____ Selected passage

US, China officials meet amid rising tensions over Ukraine conflict

People rest in a temporary shelter for Ukrainian refugees in a school in Przemysl, Poland, on March 14, 2022. PHOTO: AFP
US National Security Adviser Jake Sullivan (left) met with top Chinese diplomat Yang Jiechi in Rome, Italy, on March 14, 2022. PHOTOS: AFP, REUTERS
Ukrainian soldiers preparing trenches and defensive positions in Kyiv on March 13, 2022. PHOTO: NYTIMES
A Polish Red Cross tent that has been set up in front of the railway station in Lviv, Ukraine, on March 12, 2022. PHOTO: EPA-EFE

WASHINGTON - US national security adviser Jake Sullivan and top Chinese diplomat Yang Jiechi met in Rome on Monday (March 14), amid rising tensions between the superpowers over the extent to which China will side with Russia in its invasion of Ukraine.

Chinese state broadcaster CCTV reported that the meeting was underway without giving details.

The meeting took place as Beijing denied reports that Moscow had requested military and economic assistance from China, and as the United States warned that China would face economic consequences and international isolation if it supported the former Soviet state. 

The request for aid, which was first reported by the Financial Times (FT) and The Washington Post, was also denied by Russia.

The US told allies that China responded positively to Russia's request for military equipment, the FT reported on Monday, citing officials familiar with American diplomatic cables on the exchange.

Chinese foreign ministry spokesman Zhao Lijian did not directly acknowledge the reports, but said that “the US has been spreading false information against China on the Ukraine issue with sinister intentions”.

________
____ Data section

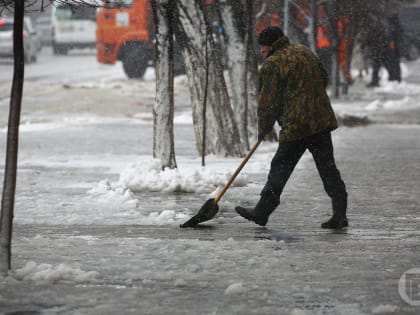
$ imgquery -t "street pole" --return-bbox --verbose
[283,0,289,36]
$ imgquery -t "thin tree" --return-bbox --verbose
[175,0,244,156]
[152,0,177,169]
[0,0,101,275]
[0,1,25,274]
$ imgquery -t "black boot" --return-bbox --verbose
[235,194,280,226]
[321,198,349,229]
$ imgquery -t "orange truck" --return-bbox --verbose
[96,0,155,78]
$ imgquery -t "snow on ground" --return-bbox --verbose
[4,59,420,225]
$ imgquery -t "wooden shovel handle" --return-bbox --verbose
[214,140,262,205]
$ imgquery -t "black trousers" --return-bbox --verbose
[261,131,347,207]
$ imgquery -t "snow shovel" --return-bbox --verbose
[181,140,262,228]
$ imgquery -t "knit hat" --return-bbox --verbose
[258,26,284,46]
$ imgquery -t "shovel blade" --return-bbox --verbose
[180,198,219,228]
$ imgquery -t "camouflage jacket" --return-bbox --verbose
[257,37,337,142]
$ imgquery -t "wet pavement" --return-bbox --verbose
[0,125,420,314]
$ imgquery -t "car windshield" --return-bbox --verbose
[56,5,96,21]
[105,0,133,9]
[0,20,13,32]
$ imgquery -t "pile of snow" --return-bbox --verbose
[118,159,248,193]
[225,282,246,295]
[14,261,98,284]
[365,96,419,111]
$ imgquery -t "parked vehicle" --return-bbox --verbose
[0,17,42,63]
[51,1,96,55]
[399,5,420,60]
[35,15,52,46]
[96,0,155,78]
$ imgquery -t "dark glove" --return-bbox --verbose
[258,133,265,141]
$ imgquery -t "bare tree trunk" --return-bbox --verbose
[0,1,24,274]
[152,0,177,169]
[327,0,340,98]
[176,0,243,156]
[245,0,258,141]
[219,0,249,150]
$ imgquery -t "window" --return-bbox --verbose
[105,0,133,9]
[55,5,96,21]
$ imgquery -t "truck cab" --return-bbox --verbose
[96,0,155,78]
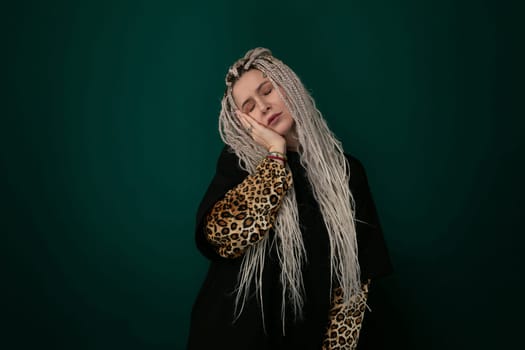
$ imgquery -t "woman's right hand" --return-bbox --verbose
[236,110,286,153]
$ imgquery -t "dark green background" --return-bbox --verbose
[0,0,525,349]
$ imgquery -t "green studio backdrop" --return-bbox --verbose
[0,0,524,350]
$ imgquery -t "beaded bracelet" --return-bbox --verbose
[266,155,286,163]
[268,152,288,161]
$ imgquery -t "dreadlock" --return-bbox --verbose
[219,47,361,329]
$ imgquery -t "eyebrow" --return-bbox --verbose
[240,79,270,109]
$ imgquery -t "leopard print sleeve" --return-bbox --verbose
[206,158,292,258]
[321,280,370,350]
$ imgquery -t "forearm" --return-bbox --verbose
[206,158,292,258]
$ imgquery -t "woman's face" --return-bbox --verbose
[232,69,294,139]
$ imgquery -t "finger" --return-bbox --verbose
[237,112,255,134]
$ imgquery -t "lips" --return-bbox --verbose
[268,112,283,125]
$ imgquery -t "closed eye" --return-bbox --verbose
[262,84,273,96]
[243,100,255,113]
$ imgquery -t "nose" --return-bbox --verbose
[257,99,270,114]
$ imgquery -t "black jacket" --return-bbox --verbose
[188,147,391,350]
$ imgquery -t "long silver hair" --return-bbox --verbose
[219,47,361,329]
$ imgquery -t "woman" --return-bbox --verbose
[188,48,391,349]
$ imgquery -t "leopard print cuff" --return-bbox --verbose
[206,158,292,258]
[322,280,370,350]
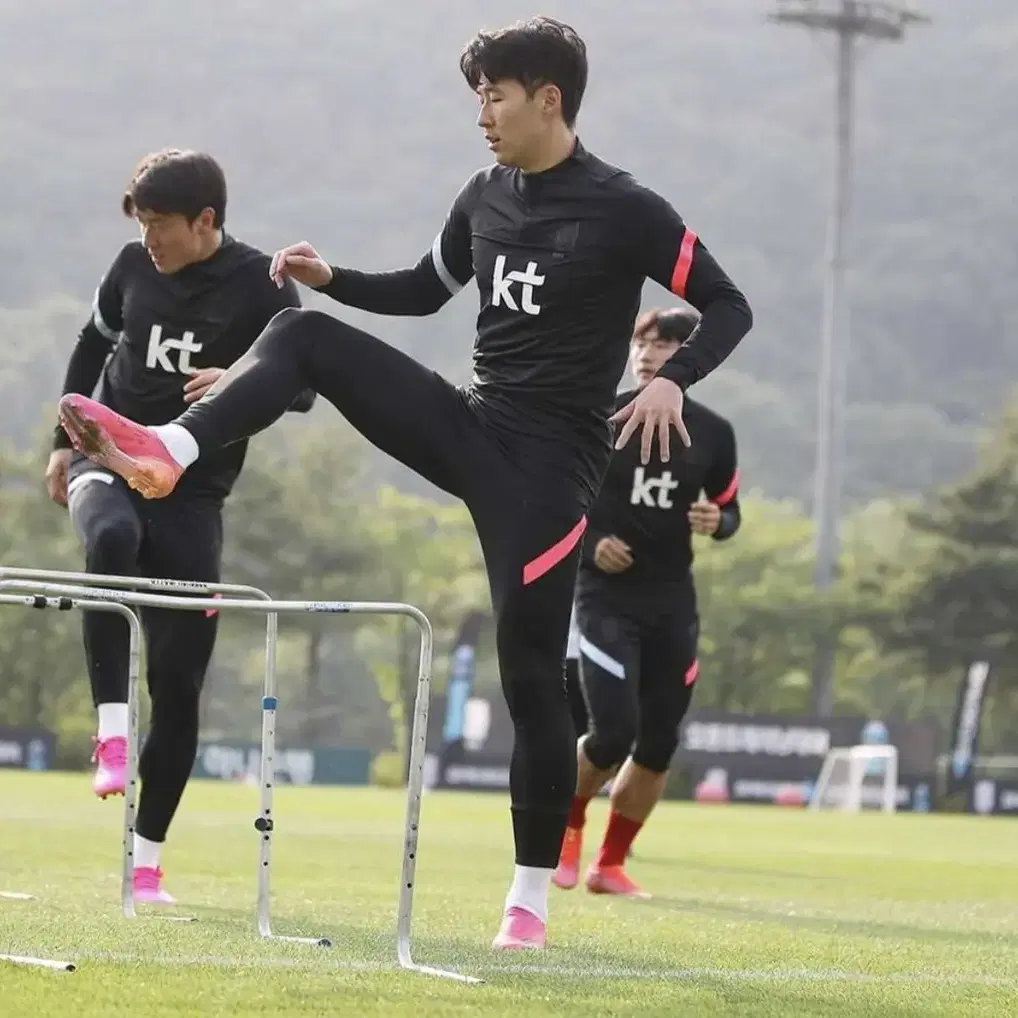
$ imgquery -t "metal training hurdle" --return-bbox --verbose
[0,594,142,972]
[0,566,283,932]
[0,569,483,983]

________
____ Data section

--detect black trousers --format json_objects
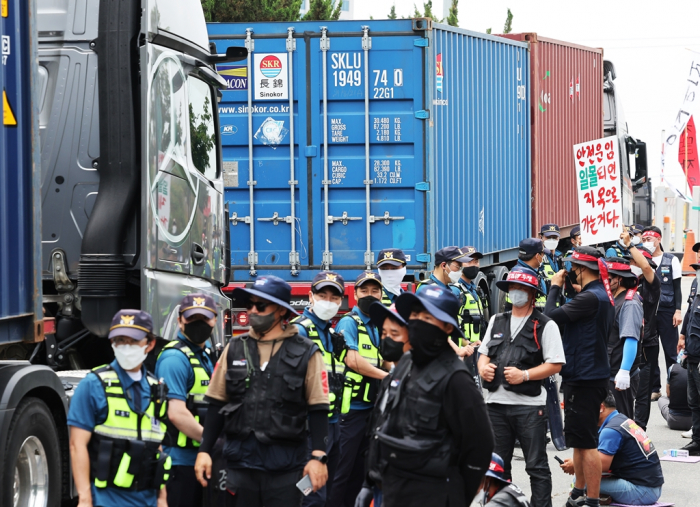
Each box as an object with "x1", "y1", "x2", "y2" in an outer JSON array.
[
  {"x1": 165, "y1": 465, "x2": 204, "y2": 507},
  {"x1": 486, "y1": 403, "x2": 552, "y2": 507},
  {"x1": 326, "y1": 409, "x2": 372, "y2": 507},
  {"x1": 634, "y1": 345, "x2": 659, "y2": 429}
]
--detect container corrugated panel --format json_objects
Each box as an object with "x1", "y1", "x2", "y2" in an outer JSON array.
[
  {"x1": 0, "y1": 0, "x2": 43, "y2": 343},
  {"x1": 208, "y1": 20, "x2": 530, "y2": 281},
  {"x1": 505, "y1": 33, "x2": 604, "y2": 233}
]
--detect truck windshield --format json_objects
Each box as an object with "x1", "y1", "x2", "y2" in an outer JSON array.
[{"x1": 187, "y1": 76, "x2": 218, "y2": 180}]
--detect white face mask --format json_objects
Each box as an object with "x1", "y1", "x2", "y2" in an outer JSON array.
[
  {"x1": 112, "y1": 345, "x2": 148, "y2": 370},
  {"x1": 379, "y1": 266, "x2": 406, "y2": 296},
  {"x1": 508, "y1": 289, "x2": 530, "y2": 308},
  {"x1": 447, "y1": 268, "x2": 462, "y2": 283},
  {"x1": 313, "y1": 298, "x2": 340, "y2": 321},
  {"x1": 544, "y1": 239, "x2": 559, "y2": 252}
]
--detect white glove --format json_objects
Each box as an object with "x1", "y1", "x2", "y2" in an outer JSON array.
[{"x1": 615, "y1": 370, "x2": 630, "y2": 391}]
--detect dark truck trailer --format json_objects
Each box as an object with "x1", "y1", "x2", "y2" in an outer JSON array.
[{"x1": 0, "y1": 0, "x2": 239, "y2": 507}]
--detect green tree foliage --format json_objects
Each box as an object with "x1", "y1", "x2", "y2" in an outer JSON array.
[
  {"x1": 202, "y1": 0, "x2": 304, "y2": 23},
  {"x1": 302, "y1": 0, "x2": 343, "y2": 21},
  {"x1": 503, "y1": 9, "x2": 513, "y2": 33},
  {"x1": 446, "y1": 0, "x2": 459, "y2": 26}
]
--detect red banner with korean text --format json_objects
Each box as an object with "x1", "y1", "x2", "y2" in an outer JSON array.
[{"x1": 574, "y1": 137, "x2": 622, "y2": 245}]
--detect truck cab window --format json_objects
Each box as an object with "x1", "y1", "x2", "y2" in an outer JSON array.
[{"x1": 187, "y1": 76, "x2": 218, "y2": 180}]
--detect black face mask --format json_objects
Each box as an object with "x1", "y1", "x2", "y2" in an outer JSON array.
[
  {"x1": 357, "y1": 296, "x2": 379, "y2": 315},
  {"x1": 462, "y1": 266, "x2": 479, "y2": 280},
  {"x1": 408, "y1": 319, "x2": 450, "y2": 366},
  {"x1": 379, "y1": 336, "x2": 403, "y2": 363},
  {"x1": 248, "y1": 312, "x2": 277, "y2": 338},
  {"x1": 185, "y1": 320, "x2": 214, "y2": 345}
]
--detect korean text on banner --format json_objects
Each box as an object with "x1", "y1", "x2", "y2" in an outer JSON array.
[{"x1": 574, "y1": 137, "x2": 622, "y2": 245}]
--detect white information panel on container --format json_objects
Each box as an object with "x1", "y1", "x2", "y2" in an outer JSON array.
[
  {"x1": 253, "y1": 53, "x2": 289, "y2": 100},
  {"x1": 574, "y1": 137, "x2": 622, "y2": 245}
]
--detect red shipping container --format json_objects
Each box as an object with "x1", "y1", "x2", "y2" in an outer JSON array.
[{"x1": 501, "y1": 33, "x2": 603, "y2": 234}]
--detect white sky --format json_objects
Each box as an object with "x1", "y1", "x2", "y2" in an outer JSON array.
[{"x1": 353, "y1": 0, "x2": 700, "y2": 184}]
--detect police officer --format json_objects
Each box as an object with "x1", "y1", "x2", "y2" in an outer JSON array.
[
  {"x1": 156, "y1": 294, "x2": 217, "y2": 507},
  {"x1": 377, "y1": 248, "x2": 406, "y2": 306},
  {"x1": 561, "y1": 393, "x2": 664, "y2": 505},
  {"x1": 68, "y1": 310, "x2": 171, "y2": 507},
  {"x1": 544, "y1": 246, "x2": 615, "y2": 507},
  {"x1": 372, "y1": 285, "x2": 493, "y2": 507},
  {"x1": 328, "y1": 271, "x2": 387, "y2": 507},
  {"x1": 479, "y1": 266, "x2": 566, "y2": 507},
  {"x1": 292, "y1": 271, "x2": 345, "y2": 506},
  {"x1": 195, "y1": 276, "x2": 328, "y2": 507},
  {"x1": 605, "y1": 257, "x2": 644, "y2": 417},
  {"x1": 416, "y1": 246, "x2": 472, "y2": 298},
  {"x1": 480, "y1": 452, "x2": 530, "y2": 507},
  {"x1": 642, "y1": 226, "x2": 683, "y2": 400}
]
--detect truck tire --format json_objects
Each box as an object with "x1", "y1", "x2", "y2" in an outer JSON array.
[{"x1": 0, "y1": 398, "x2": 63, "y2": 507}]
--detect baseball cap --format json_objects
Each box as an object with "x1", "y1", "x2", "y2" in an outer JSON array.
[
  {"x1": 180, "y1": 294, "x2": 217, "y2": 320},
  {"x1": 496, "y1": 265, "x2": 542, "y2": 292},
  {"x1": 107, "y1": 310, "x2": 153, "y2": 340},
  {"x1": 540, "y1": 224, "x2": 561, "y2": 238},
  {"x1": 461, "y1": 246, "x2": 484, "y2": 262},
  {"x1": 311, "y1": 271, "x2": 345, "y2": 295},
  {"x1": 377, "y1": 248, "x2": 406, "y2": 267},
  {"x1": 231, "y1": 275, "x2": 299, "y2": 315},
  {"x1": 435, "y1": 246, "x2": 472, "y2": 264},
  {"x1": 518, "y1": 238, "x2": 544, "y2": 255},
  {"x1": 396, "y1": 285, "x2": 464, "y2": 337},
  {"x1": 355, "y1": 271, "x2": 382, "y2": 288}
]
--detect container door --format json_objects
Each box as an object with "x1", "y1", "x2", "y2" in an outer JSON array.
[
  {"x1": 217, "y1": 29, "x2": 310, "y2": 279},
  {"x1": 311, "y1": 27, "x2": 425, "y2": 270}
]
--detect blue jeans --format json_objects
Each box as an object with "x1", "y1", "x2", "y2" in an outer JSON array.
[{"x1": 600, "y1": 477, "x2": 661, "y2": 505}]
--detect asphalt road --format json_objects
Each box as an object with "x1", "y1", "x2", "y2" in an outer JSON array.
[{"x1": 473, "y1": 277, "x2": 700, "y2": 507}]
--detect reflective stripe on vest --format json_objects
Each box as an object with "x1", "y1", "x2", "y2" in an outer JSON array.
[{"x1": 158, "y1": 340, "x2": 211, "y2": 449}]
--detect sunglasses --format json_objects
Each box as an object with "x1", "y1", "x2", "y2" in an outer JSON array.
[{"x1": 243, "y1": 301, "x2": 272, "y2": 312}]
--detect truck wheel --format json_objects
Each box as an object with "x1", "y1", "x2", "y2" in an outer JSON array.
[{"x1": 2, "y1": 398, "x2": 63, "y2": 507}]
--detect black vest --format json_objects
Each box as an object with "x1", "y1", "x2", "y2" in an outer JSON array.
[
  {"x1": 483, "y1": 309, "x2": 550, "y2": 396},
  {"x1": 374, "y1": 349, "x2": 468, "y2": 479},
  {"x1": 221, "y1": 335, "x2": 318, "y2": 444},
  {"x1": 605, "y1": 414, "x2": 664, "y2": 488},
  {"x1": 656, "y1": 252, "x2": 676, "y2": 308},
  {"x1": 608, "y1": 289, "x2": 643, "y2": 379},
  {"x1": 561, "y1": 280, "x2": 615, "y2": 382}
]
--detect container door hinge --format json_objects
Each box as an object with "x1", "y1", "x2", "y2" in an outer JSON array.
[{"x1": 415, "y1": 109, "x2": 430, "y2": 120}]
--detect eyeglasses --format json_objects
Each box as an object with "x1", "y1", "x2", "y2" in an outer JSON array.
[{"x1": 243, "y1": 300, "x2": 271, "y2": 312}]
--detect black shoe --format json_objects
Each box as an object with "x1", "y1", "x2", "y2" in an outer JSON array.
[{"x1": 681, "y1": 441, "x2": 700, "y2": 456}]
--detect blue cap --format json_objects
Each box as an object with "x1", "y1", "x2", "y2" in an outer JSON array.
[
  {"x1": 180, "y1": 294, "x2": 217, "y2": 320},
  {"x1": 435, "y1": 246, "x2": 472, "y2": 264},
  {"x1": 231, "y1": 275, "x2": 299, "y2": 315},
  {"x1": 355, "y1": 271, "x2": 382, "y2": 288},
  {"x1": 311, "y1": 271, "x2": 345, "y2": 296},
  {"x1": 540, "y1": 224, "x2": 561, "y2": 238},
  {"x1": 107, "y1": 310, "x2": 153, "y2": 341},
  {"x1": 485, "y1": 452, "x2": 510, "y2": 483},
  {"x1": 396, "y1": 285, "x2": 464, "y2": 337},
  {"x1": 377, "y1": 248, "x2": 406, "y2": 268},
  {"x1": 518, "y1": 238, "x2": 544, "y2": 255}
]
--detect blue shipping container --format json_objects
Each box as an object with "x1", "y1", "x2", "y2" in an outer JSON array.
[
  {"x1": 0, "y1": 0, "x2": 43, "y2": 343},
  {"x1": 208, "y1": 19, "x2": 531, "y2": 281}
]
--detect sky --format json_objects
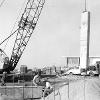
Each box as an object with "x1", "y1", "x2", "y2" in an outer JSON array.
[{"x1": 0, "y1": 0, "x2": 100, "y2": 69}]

________

Prompt 1: Print the part of the article about the US-China meeting starting at "The US told" and ending at "on the exchange.".
Prompt 2: According to the article about the US-China meeting, in which city did Jake Sullivan and Yang Jiechi meet?
The data has nothing to do with the article about the US-China meeting.

Exercise output 1:
The US told allies that China responded positively to Russia's request for military equipment, the FT reported on Monday, citing officials familiar with American diplomatic cables on the exchange.

Exercise output 2: Rome